## Required task
Lines from the one containing "Task: locate the lake in" through the last line of the data are to be repeated word for word, both ends included.

## The records
====

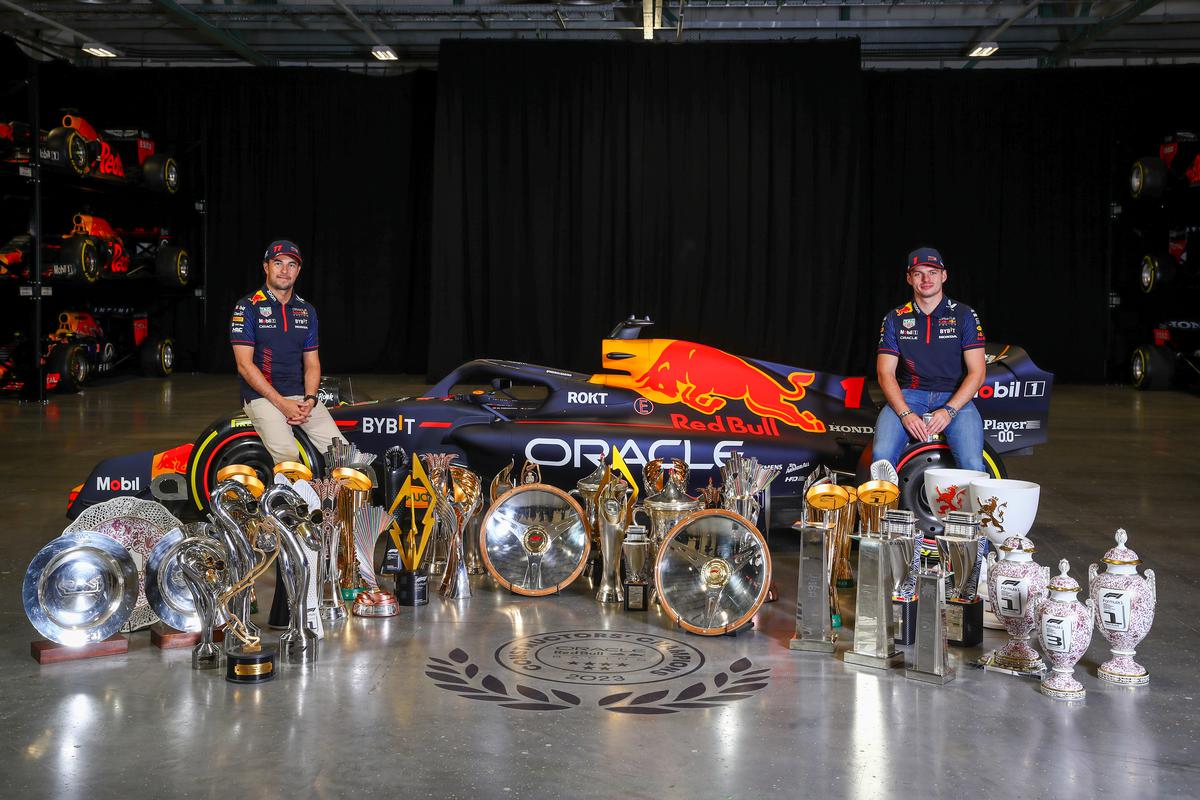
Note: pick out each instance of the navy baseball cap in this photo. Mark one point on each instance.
(282, 247)
(923, 257)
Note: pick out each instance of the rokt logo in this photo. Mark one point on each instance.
(105, 483)
(1013, 389)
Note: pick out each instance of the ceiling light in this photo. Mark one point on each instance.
(101, 50)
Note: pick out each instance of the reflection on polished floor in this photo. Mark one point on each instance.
(443, 703)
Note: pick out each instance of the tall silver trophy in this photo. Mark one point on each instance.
(930, 663)
(814, 625)
(874, 641)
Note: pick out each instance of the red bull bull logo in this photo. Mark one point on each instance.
(706, 379)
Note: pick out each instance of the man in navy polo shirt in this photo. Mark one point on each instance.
(930, 360)
(274, 338)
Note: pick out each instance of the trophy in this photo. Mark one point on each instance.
(1065, 630)
(1125, 611)
(637, 551)
(203, 564)
(930, 663)
(615, 507)
(1017, 584)
(814, 626)
(459, 494)
(874, 641)
(901, 534)
(369, 523)
(960, 551)
(329, 591)
(534, 541)
(289, 513)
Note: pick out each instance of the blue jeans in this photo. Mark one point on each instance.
(964, 434)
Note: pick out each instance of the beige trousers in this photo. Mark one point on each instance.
(279, 437)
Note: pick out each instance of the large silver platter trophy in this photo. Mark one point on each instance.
(137, 525)
(81, 588)
(534, 541)
(713, 572)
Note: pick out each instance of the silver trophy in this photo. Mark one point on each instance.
(814, 626)
(204, 566)
(930, 662)
(289, 515)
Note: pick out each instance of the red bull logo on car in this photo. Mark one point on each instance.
(707, 379)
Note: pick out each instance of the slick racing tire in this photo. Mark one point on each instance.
(931, 455)
(1151, 367)
(1155, 271)
(1147, 178)
(69, 150)
(161, 173)
(157, 356)
(233, 440)
(173, 265)
(70, 360)
(81, 259)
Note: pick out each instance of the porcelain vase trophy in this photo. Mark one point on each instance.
(1065, 630)
(1017, 584)
(1125, 611)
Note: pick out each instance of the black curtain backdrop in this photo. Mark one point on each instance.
(337, 162)
(712, 186)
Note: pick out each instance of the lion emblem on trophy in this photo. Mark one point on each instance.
(948, 499)
(991, 513)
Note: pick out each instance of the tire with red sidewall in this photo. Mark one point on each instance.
(233, 440)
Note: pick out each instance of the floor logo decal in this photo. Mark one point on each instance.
(607, 659)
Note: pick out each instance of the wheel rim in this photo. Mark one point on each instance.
(1149, 270)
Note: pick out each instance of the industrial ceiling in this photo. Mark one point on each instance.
(399, 36)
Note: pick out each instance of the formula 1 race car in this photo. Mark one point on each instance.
(120, 155)
(94, 248)
(658, 398)
(1171, 360)
(82, 349)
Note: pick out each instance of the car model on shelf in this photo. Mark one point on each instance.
(76, 146)
(95, 250)
(657, 398)
(88, 344)
(1173, 360)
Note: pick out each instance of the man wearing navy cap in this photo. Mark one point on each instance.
(930, 360)
(274, 337)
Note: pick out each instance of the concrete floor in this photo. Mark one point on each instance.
(369, 720)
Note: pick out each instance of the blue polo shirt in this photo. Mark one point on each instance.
(930, 346)
(280, 335)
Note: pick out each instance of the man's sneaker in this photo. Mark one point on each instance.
(883, 470)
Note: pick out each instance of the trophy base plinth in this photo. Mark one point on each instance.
(376, 603)
(810, 645)
(49, 653)
(929, 677)
(904, 614)
(893, 661)
(964, 623)
(412, 588)
(1020, 667)
(637, 596)
(251, 667)
(165, 637)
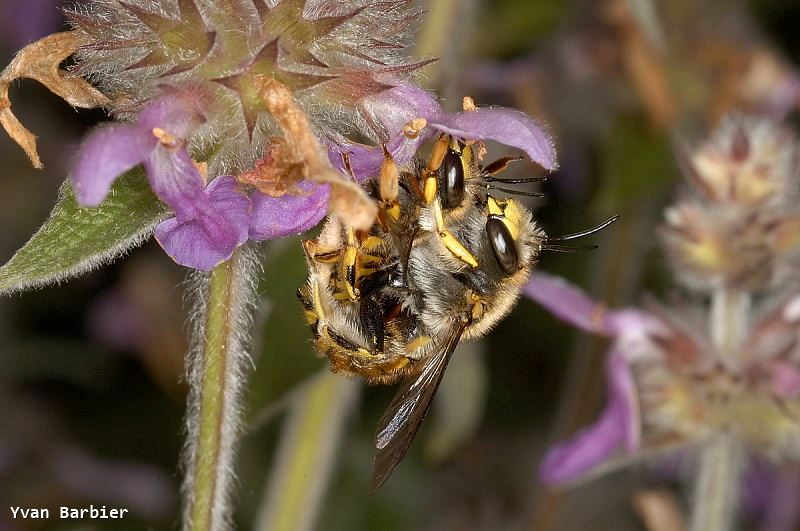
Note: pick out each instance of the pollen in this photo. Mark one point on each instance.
(166, 139)
(413, 128)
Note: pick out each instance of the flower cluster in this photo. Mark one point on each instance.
(670, 390)
(239, 111)
(739, 227)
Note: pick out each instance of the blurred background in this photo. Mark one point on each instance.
(91, 385)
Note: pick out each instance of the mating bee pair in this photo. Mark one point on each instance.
(444, 261)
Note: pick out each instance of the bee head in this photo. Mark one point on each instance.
(503, 229)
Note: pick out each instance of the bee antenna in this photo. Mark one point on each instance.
(513, 192)
(583, 233)
(564, 249)
(524, 180)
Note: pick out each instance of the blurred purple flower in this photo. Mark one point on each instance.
(24, 21)
(667, 389)
(145, 490)
(395, 108)
(209, 223)
(770, 495)
(618, 424)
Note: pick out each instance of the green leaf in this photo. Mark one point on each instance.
(75, 240)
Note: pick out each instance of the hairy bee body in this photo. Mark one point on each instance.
(409, 291)
(444, 261)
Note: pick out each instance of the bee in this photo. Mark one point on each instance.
(445, 261)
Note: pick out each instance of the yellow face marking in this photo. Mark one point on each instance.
(317, 301)
(311, 316)
(459, 251)
(508, 212)
(394, 211)
(389, 178)
(512, 218)
(417, 344)
(494, 207)
(429, 188)
(348, 271)
(450, 242)
(364, 353)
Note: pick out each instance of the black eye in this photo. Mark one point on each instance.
(453, 173)
(503, 245)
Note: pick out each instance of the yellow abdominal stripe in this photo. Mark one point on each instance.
(508, 212)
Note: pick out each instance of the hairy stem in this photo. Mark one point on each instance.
(307, 453)
(718, 481)
(224, 306)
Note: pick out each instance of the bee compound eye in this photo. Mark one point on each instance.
(503, 245)
(453, 166)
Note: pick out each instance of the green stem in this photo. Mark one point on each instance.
(307, 454)
(718, 481)
(216, 374)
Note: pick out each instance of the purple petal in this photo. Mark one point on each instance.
(507, 126)
(568, 303)
(365, 161)
(785, 379)
(622, 392)
(105, 154)
(276, 217)
(174, 112)
(214, 233)
(616, 425)
(24, 21)
(395, 107)
(176, 181)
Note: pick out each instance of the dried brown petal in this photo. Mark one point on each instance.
(348, 200)
(39, 61)
(277, 172)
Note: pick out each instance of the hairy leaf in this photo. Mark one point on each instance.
(75, 240)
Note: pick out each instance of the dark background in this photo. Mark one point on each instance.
(91, 388)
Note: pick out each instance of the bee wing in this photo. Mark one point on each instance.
(399, 425)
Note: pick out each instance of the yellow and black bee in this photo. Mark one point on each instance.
(445, 261)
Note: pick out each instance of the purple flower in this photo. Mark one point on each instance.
(24, 21)
(209, 222)
(618, 425)
(292, 213)
(395, 108)
(667, 389)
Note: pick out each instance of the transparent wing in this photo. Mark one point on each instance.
(399, 425)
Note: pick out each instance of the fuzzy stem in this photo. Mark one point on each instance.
(216, 374)
(307, 453)
(718, 481)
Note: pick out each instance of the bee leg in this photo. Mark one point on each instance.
(313, 254)
(449, 240)
(388, 188)
(371, 316)
(348, 264)
(501, 165)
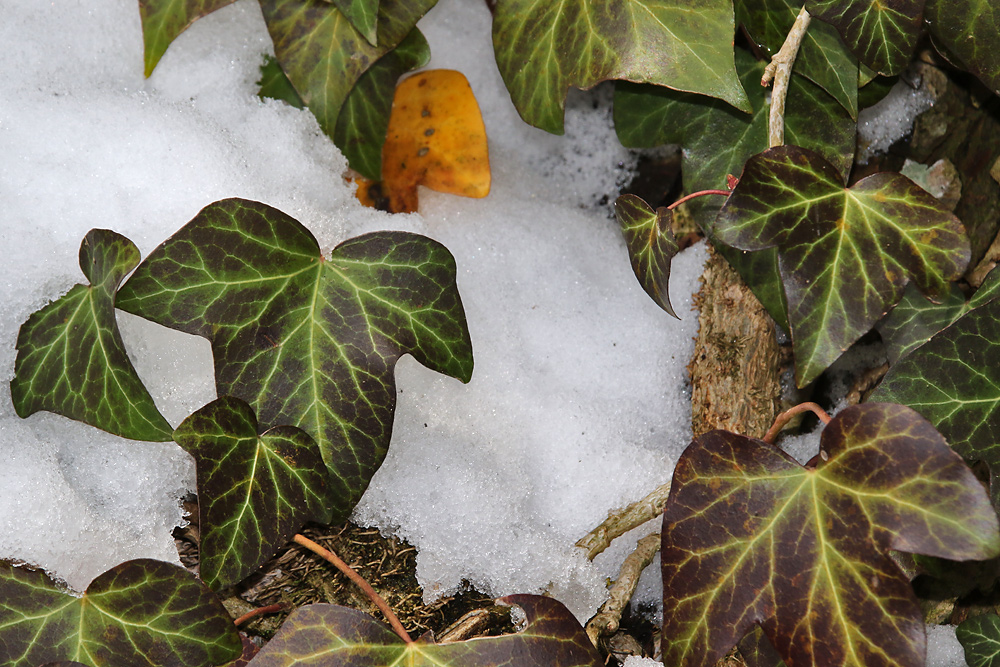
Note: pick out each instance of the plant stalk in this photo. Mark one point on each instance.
(780, 70)
(785, 417)
(335, 560)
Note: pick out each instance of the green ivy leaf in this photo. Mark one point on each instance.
(543, 48)
(324, 634)
(275, 85)
(915, 319)
(363, 15)
(954, 381)
(980, 637)
(305, 340)
(142, 612)
(750, 536)
(845, 254)
(364, 120)
(164, 20)
(254, 492)
(969, 30)
(823, 58)
(324, 55)
(651, 246)
(718, 140)
(882, 35)
(71, 359)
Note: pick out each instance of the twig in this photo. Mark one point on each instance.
(607, 619)
(619, 523)
(701, 193)
(780, 70)
(259, 611)
(785, 417)
(361, 583)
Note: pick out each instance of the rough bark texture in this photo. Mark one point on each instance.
(735, 381)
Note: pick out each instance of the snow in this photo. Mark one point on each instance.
(578, 403)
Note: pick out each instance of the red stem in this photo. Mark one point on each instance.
(260, 611)
(702, 193)
(785, 416)
(361, 583)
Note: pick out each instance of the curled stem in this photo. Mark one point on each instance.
(259, 611)
(701, 193)
(784, 417)
(608, 617)
(619, 523)
(780, 70)
(332, 558)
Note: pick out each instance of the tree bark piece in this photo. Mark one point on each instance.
(735, 371)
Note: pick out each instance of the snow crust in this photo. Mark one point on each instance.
(578, 403)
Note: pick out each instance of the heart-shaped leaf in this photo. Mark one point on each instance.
(970, 31)
(254, 492)
(364, 119)
(750, 536)
(980, 637)
(324, 55)
(845, 254)
(881, 34)
(363, 15)
(954, 381)
(71, 359)
(915, 319)
(543, 48)
(435, 138)
(323, 634)
(164, 20)
(305, 340)
(718, 140)
(823, 58)
(142, 612)
(651, 246)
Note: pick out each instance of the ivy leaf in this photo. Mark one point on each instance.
(845, 254)
(142, 612)
(823, 58)
(324, 56)
(954, 381)
(970, 31)
(750, 536)
(718, 140)
(164, 20)
(651, 246)
(915, 319)
(882, 35)
(543, 48)
(363, 15)
(323, 634)
(254, 492)
(71, 359)
(980, 637)
(305, 340)
(364, 119)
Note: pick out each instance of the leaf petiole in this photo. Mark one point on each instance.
(335, 560)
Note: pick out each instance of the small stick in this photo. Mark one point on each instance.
(784, 417)
(780, 70)
(361, 583)
(607, 619)
(260, 611)
(701, 193)
(619, 523)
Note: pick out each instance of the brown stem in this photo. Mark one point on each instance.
(702, 193)
(785, 416)
(332, 558)
(259, 611)
(780, 70)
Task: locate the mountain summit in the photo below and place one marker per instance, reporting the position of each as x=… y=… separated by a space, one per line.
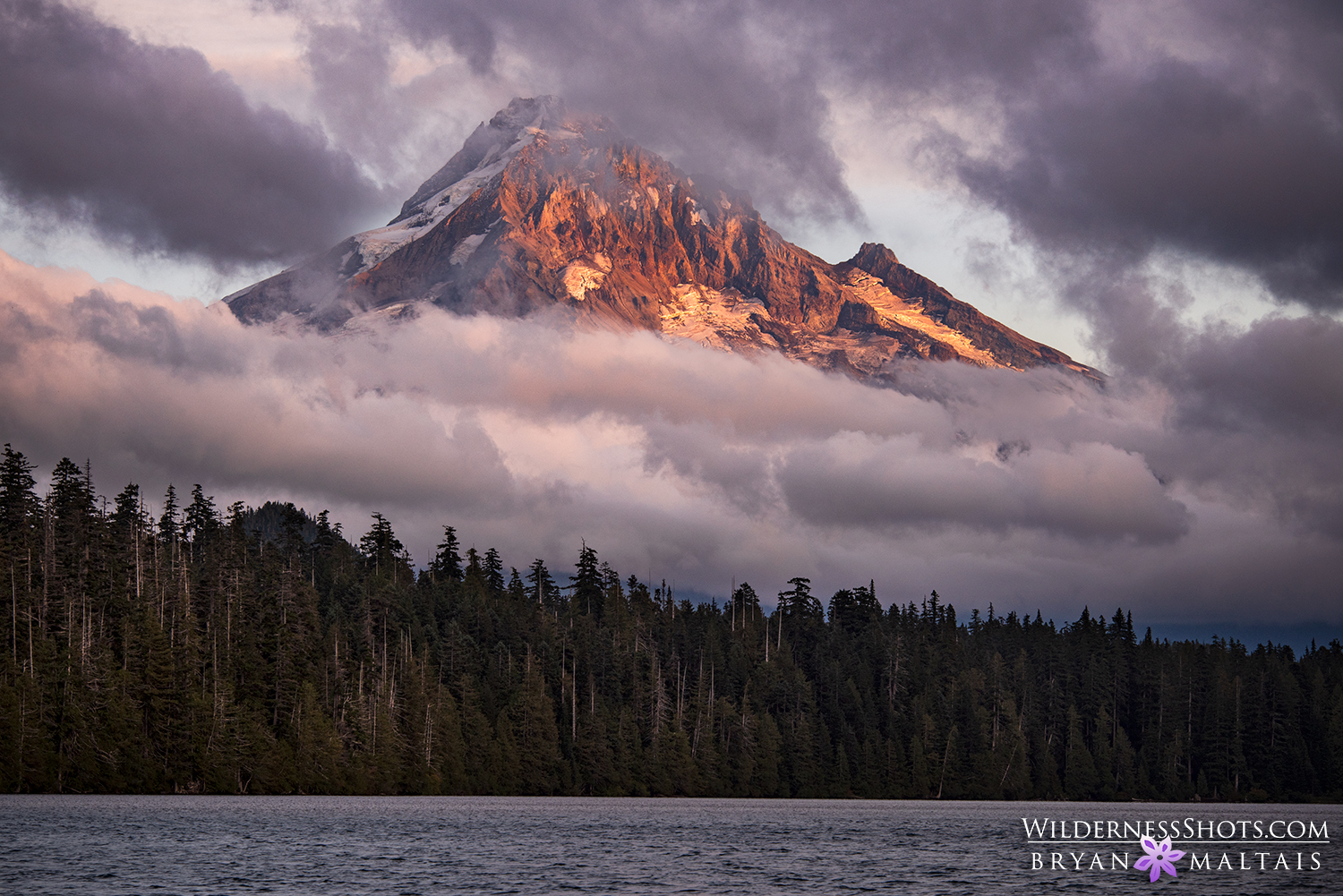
x=542 y=207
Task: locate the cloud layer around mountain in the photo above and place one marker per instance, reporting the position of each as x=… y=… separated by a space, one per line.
x=1026 y=490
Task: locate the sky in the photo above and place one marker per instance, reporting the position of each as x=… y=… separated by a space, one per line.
x=1155 y=188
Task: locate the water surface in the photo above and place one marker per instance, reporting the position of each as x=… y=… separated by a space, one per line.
x=552 y=845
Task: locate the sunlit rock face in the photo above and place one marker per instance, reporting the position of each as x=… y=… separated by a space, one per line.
x=545 y=209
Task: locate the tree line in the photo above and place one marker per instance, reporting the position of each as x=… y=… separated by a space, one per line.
x=260 y=651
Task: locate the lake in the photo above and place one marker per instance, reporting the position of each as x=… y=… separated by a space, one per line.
x=91 y=845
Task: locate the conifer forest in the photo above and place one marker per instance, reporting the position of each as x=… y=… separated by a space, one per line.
x=263 y=651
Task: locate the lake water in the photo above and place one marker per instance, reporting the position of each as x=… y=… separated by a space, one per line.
x=553 y=845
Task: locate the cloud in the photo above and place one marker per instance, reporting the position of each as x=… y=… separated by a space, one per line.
x=688 y=464
x=155 y=149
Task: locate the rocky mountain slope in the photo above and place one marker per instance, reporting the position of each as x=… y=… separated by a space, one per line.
x=544 y=209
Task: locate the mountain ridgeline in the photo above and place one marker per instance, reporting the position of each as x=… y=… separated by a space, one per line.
x=261 y=651
x=543 y=209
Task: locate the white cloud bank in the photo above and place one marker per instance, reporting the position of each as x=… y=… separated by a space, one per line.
x=1023 y=490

====

## Solution below
Task: locate the lake in the photo above and place one marker per instance, reporting the position of each as x=… y=… separated by a space, one per line.
x=91 y=845
Task: locate the conifer forest in the photo above and place one marker per instance, reporting the position of each as x=… y=… separated by a space, one per line.
x=263 y=651
Task: locate the lake water in the photo above and place one marker per instance, reporting the position of each as x=… y=… separated by a space, one per line.
x=553 y=845
Task: locate the cloud in the photo above and place one marker per instance, reporting the position of each as x=… y=… separated by a space, one per line.
x=688 y=464
x=155 y=149
Task: locate the rocky mountain slope in the photo above and place one marker per instance, reporting the position of each as x=… y=… separated by a space, one per line.
x=544 y=209
Task: locate the mountain ridgeline in the photo above and place one marker per instance, reporting the position of each as x=… y=… separated by a space, one per line.
x=261 y=651
x=543 y=209
Task: locate the white cloud bank in the photo above and place one marker per instance, reporting the position of each as x=… y=… separated by a space, one per line.
x=1023 y=490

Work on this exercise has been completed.